◆ TUGAS TERTULIS
a: Salin dengan tepat bagian teks tentang Kecap Bango dari "Menjadi merek legendaris" sampai "pada tahun 2001.".
b: Jawab pertanyaan berikut berdasarkan teks tentang Kecap Bango.
(i) Siapa yang mendirikan usaha rumahan tempat perjalanan Bango dimulai?
(ii) Di mana Bango pertama kali dijajakan?
(iii) Pada tahun berapa Bango diakuisisi oleh Unilever?

◆ TEKS BACAAN
======

Management Editor's Choice Strategy

Empat Kunci Sukses Bango Merajai Kecap

Empat Kunci Sukses Bango Merajai Kecap

Menjadi merek legendaris yang mampu menguasai pasar adalah keinginan setiap perusahaan. Merek yang unggul tentu saja tidak terlepas dari campur tangan pihak-pihak yang terlibat di dalamnya. Salah satunya Kecap Bango. Merek kecap besutan PT Unilever Indonesia Tbk ini semakin mantap mempertahankan dominasinya di pangsa pasar kecap Indonesia.

Perjalanan Bango dimulai dari langkah kecil Tjoa Pit Boen yang mendirikan usaha rumahan di kawasan Benteng, Tangerang, pada tahun 1928 di mana Bango pertama kali dijajakan di toko kecil di garasi rumahnya.

istimewa

Rasa dan kualitas kecap Bango yang prima membuatnya jadi tersebar luas melalui kabar mulut ke mulut. Berkat usaha keras dan konsistensi dalam menjaga rasa dan kualitas, Bango terus bertahan selama 85 tahun dan pertumbuhannnya semakin pesat ketika Bango diakuisisi oleh Unilever pada tahun 2001.

======

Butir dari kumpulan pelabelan

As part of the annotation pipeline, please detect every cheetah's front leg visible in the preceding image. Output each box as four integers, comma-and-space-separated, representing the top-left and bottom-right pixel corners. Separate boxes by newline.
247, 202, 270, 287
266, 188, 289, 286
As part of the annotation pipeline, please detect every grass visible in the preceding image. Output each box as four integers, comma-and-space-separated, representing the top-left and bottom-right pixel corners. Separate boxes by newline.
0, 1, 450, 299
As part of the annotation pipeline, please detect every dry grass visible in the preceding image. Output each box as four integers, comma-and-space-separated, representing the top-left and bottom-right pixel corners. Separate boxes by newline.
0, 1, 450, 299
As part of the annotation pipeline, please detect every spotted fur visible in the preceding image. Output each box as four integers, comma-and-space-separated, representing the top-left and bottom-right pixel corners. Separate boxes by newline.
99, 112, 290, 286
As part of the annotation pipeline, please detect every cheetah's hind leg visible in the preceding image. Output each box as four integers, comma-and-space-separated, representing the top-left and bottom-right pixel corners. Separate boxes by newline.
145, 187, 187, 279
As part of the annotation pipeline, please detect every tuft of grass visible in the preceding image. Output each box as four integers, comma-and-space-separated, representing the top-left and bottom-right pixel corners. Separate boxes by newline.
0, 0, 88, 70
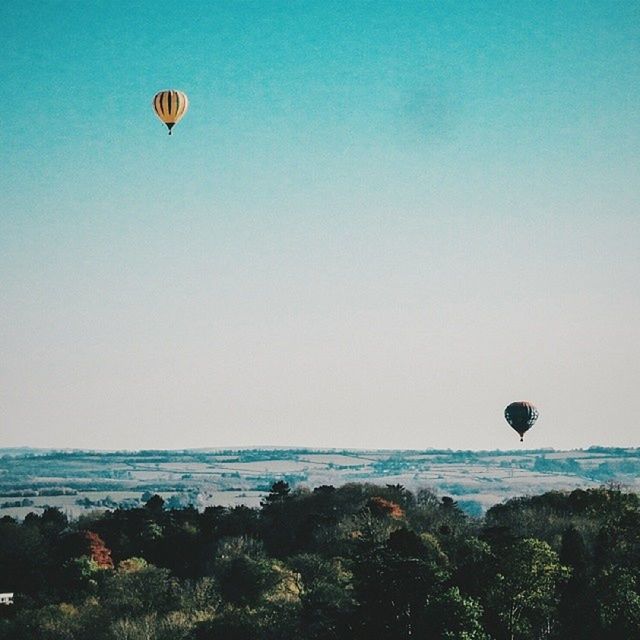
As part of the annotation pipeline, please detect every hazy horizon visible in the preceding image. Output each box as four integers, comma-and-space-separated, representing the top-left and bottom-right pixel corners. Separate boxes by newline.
0, 0, 640, 450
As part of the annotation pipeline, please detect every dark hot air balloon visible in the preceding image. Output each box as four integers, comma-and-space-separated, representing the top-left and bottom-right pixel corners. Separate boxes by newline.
504, 401, 538, 442
153, 89, 189, 135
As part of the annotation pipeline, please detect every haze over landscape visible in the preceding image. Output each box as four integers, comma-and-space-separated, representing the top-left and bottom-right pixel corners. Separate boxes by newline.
0, 1, 640, 450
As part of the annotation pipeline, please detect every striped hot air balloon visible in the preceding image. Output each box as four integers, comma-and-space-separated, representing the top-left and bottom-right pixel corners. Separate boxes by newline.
153, 89, 189, 135
504, 400, 538, 442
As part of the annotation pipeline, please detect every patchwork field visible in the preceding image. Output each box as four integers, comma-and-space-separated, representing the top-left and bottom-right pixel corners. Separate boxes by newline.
0, 447, 640, 518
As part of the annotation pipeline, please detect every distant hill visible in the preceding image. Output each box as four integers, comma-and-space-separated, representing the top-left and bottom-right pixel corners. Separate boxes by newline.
0, 447, 640, 518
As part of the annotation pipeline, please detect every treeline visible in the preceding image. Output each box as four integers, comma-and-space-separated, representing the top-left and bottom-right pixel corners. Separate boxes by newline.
0, 481, 640, 640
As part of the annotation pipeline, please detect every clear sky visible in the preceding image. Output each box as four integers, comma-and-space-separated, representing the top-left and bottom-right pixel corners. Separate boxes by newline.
0, 0, 640, 449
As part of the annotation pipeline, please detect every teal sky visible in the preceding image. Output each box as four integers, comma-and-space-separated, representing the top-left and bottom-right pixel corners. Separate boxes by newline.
0, 0, 640, 449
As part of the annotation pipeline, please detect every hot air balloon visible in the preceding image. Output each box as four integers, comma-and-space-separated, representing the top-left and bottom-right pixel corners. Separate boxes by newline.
504, 401, 538, 442
153, 89, 189, 135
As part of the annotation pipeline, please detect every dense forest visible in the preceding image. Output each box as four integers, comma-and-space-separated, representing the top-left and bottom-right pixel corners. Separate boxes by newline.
0, 481, 640, 640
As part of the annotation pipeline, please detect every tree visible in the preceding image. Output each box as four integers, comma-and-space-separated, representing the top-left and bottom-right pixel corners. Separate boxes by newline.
487, 538, 569, 640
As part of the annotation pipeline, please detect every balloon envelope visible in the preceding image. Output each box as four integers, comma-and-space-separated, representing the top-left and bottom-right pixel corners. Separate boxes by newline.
504, 400, 538, 442
153, 89, 189, 134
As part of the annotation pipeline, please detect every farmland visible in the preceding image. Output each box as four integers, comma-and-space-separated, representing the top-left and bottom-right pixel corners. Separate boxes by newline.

======

◆ KUNCI JAWABAN
a:
Menjadi merek legendaris yang mampu menguasai pasar adalah keinginan setiap perusahaan. Merek yang unggul tentu saja tidak terlepas dari campur tangan pihak-pihak yang terlibat di dalamnya. Salah satunya Kecap Bango. Merek kecap besutan PT Unilever Indonesia Tbk ini semakin mantap mempertahankan dominasinya di pangsa pasar kecap Indonesia.

Perjalanan Bango dimulai dari langkah kecil Tjoa Pit Boen yang mendirikan usaha rumahan di kawasan Benteng, Tangerang, pada tahun 1928 di mana Bango pertama kali dijajakan di toko kecil di garasi rumahnya.

istimewa

Rasa dan kualitas kecap Bango yang prima membuatnya jadi tersebar luas melalui kabar mulut ke mulut. Berkat usaha keras dan konsistensi dalam menjaga rasa dan kualitas, Bango terus bertahan selama 85 tahun dan pertumbuhannnya semakin pesat ketika Bango diakuisisi oleh Unilever pada tahun 2001.

b:
(i) Tjoa Pit Boen.
(ii) Di toko kecil di garasi rumah Tjoa Pit Boen, di kawasan Benteng, Tangerang.
(iii) Pada tahun 2001.